*WRITTEN PROBLEM*: Reproduce verbatim only the lines from the one containing "Target: mansard roof" through the last line below, both included.

*TASK DATA*:
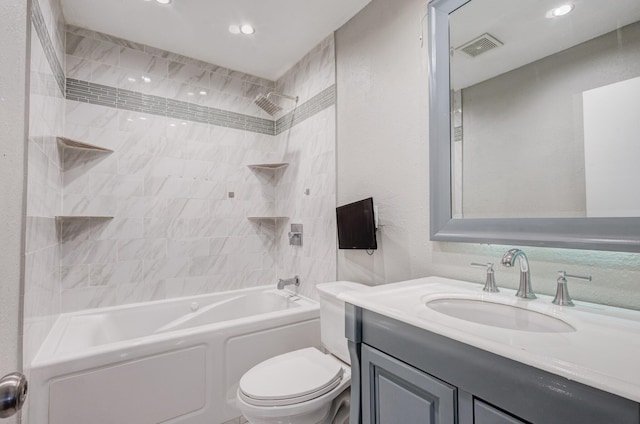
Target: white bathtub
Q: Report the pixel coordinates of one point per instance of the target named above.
(174, 361)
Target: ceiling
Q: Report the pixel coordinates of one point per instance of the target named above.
(285, 30)
(527, 34)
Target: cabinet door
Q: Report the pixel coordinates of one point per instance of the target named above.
(487, 414)
(394, 392)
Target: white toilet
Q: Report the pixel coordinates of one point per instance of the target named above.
(305, 386)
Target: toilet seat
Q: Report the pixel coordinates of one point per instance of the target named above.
(291, 378)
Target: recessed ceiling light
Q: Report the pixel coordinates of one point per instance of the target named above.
(247, 29)
(560, 10)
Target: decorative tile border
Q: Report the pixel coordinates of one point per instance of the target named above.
(47, 45)
(87, 92)
(317, 103)
(103, 95)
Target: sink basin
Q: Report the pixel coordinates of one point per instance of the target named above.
(500, 315)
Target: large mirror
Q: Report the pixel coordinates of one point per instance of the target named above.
(535, 122)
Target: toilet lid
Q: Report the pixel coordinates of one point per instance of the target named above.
(291, 378)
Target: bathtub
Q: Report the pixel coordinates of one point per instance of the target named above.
(173, 361)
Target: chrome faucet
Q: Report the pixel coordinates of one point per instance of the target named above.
(289, 281)
(524, 291)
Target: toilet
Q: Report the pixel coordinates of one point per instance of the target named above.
(306, 386)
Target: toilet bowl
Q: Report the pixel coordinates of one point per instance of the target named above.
(306, 386)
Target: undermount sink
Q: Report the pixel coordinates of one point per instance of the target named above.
(499, 315)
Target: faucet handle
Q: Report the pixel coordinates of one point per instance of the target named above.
(490, 283)
(562, 297)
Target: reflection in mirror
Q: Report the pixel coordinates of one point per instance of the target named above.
(545, 109)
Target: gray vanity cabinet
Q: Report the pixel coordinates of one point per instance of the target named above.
(401, 374)
(391, 389)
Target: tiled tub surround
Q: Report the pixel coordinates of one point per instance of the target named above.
(44, 183)
(101, 59)
(306, 140)
(176, 229)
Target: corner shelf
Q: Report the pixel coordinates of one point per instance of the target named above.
(80, 145)
(267, 218)
(268, 166)
(63, 217)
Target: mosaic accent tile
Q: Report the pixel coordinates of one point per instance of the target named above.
(86, 92)
(103, 95)
(43, 34)
(317, 103)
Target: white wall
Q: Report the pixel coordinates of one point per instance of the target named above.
(383, 152)
(13, 61)
(611, 148)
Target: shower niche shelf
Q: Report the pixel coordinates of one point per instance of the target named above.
(267, 218)
(68, 143)
(268, 166)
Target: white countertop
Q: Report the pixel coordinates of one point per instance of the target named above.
(603, 352)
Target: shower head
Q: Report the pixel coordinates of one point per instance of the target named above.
(270, 107)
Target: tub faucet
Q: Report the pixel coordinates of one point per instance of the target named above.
(524, 291)
(283, 283)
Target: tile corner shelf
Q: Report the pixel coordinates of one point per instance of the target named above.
(265, 218)
(268, 166)
(63, 217)
(79, 145)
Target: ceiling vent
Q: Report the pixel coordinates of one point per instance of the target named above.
(479, 45)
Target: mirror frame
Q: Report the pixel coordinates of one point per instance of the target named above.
(612, 234)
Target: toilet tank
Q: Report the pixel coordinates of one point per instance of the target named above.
(332, 317)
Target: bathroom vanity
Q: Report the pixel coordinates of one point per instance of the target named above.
(419, 355)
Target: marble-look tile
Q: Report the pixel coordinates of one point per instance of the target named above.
(188, 248)
(142, 249)
(123, 272)
(88, 298)
(74, 276)
(159, 270)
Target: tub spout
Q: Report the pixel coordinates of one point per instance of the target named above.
(289, 281)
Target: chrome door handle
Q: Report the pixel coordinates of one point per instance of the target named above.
(13, 393)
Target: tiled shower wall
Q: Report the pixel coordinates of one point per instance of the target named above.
(44, 185)
(306, 191)
(177, 184)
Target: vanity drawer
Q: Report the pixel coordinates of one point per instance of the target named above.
(394, 392)
(486, 414)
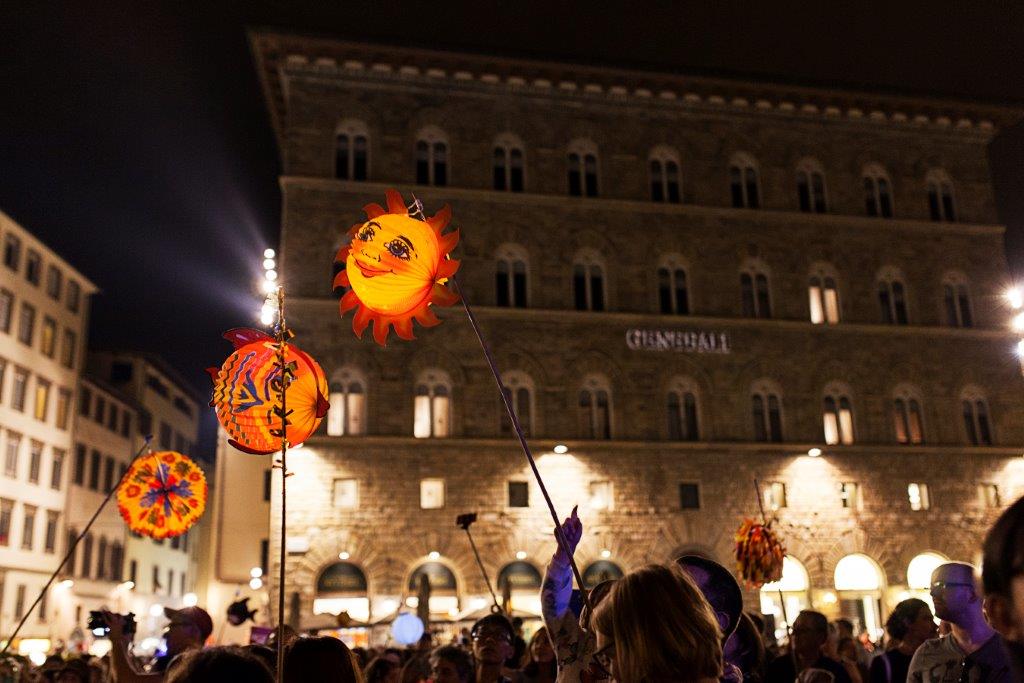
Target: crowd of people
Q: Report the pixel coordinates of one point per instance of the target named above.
(683, 622)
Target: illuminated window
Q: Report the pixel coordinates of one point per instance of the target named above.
(431, 158)
(583, 168)
(508, 164)
(351, 155)
(838, 418)
(432, 406)
(766, 407)
(755, 297)
(601, 495)
(811, 186)
(919, 496)
(940, 196)
(743, 182)
(510, 276)
(594, 407)
(664, 164)
(673, 289)
(431, 494)
(976, 422)
(774, 495)
(892, 297)
(956, 301)
(682, 410)
(346, 494)
(989, 496)
(347, 415)
(519, 390)
(906, 417)
(588, 281)
(878, 191)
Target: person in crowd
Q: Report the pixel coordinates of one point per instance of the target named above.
(745, 651)
(493, 637)
(540, 666)
(656, 626)
(909, 625)
(187, 630)
(451, 664)
(973, 650)
(1003, 579)
(320, 659)
(382, 670)
(809, 637)
(218, 664)
(570, 636)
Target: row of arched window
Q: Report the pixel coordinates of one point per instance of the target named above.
(589, 289)
(683, 412)
(583, 173)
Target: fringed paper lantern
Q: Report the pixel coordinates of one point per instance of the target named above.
(396, 267)
(759, 554)
(247, 393)
(162, 495)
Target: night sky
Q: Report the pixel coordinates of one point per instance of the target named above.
(134, 139)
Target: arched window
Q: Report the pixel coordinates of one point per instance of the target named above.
(519, 390)
(837, 416)
(588, 281)
(940, 196)
(892, 297)
(754, 290)
(822, 295)
(811, 186)
(347, 416)
(907, 422)
(673, 287)
(766, 404)
(583, 168)
(594, 408)
(976, 421)
(683, 412)
(664, 163)
(956, 300)
(510, 275)
(508, 163)
(432, 404)
(878, 191)
(431, 157)
(743, 182)
(351, 151)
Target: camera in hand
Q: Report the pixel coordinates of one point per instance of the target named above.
(100, 628)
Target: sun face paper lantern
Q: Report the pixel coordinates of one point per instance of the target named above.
(396, 267)
(162, 495)
(247, 393)
(759, 554)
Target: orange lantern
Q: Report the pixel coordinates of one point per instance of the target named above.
(396, 267)
(162, 495)
(247, 393)
(759, 554)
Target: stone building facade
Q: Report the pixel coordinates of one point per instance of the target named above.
(689, 285)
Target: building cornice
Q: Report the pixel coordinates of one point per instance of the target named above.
(281, 55)
(755, 217)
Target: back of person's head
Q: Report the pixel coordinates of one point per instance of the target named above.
(719, 588)
(662, 627)
(378, 670)
(903, 614)
(320, 658)
(455, 656)
(214, 665)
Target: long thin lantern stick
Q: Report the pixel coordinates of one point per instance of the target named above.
(74, 545)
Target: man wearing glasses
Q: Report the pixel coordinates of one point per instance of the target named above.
(972, 651)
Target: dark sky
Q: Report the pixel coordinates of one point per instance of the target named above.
(134, 139)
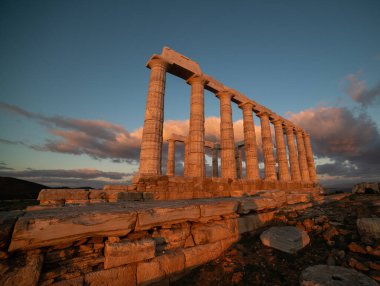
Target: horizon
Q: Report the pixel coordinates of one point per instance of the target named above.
(74, 82)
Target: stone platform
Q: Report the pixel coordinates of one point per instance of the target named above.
(130, 242)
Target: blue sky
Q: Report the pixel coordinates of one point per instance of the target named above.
(85, 60)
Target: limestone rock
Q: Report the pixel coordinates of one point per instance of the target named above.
(56, 226)
(125, 252)
(362, 188)
(25, 271)
(119, 276)
(319, 275)
(369, 227)
(289, 239)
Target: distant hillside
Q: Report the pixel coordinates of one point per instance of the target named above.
(16, 189)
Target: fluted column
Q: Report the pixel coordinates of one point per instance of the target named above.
(151, 143)
(310, 158)
(266, 137)
(186, 158)
(215, 162)
(293, 159)
(227, 141)
(302, 156)
(250, 145)
(196, 167)
(171, 158)
(282, 161)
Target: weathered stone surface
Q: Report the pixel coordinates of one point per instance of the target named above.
(119, 276)
(363, 188)
(55, 226)
(252, 222)
(334, 276)
(298, 198)
(214, 231)
(25, 271)
(63, 194)
(369, 227)
(165, 215)
(256, 204)
(286, 238)
(125, 252)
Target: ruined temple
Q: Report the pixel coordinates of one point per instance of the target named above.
(161, 225)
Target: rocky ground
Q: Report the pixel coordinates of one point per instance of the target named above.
(334, 241)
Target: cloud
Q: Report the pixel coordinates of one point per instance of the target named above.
(70, 178)
(358, 90)
(351, 141)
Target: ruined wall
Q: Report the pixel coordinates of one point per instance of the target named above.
(129, 243)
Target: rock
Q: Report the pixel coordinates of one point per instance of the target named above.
(286, 238)
(354, 247)
(366, 188)
(126, 252)
(119, 276)
(369, 227)
(319, 275)
(252, 222)
(25, 270)
(214, 231)
(56, 226)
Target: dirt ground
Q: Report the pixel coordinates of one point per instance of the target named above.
(334, 241)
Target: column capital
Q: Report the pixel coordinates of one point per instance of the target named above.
(196, 79)
(224, 93)
(157, 61)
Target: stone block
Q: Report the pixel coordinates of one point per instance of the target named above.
(25, 270)
(298, 198)
(56, 226)
(253, 222)
(369, 227)
(126, 252)
(119, 276)
(288, 239)
(333, 275)
(214, 231)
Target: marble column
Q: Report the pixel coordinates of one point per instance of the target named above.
(302, 156)
(186, 158)
(227, 141)
(196, 167)
(310, 158)
(250, 145)
(293, 159)
(282, 161)
(266, 137)
(151, 143)
(171, 158)
(215, 162)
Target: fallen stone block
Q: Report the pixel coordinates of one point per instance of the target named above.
(288, 239)
(252, 222)
(25, 271)
(58, 226)
(119, 276)
(333, 275)
(125, 252)
(369, 227)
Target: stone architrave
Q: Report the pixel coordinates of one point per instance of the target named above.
(215, 162)
(294, 165)
(282, 161)
(227, 141)
(266, 137)
(250, 146)
(302, 156)
(196, 161)
(310, 158)
(151, 143)
(170, 167)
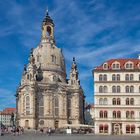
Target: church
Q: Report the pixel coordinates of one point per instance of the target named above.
(44, 97)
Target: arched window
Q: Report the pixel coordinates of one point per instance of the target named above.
(105, 114)
(56, 106)
(69, 107)
(127, 89)
(131, 77)
(127, 77)
(118, 114)
(100, 101)
(114, 114)
(132, 101)
(115, 66)
(132, 114)
(101, 89)
(118, 101)
(41, 105)
(113, 77)
(49, 31)
(114, 101)
(131, 89)
(105, 66)
(53, 58)
(127, 128)
(27, 104)
(114, 89)
(100, 77)
(105, 89)
(132, 129)
(127, 114)
(105, 77)
(101, 114)
(105, 101)
(118, 89)
(105, 128)
(118, 77)
(127, 101)
(101, 129)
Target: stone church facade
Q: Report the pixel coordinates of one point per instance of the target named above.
(45, 98)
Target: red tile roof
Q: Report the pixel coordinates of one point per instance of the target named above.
(121, 61)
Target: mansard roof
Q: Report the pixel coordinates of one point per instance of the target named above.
(122, 62)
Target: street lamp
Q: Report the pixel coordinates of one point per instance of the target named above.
(12, 119)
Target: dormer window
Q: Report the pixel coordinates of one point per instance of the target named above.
(105, 66)
(129, 65)
(116, 65)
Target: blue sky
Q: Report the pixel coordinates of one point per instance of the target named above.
(91, 30)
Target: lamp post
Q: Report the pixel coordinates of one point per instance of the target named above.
(12, 119)
(0, 125)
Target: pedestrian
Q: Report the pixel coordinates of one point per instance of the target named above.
(49, 131)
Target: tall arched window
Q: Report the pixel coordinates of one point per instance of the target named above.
(105, 89)
(118, 89)
(105, 101)
(27, 104)
(53, 58)
(105, 114)
(132, 129)
(127, 77)
(100, 77)
(127, 89)
(41, 105)
(69, 107)
(113, 77)
(131, 77)
(101, 128)
(127, 101)
(118, 101)
(132, 114)
(114, 101)
(127, 114)
(105, 77)
(118, 77)
(118, 114)
(101, 89)
(114, 114)
(131, 89)
(101, 114)
(114, 89)
(127, 128)
(132, 101)
(100, 101)
(105, 128)
(56, 106)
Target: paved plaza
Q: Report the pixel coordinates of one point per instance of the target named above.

*SOLVED PROBLEM*:
Target: mansard roof
Q: Report the pixel coordinates of one point per instance of the target named above.
(122, 62)
Target: street lamp
Q: Report the pixel coordinates of one point per instance of the target named above.
(12, 119)
Target: dormer window
Q: Report the pixel coordinates of one point per instance of the target named above.
(105, 66)
(129, 65)
(116, 65)
Target: blue sky
Q: Report the pixel coordinates of one point per instance of the target named above.
(91, 30)
Target: lamp post
Q: Report the pixel coordinates of one point per instance of the target named above.
(12, 119)
(0, 125)
Target: pedestrian
Q: Report the pixel coordinates of one point per instance of the target named above.
(49, 131)
Target: tall arched window
Q: Report the pixel coordinates of one point per instance of the target named above.
(105, 89)
(118, 89)
(105, 101)
(27, 104)
(53, 58)
(105, 114)
(132, 129)
(127, 77)
(100, 77)
(127, 89)
(41, 105)
(69, 107)
(113, 77)
(131, 77)
(101, 128)
(127, 101)
(118, 101)
(132, 114)
(114, 101)
(127, 114)
(105, 77)
(118, 77)
(118, 114)
(101, 89)
(114, 114)
(131, 89)
(101, 114)
(114, 89)
(127, 128)
(132, 101)
(100, 101)
(105, 128)
(56, 106)
Target: paved plaza
Q: Report the pixel coordinates of one point per instance of the target named above.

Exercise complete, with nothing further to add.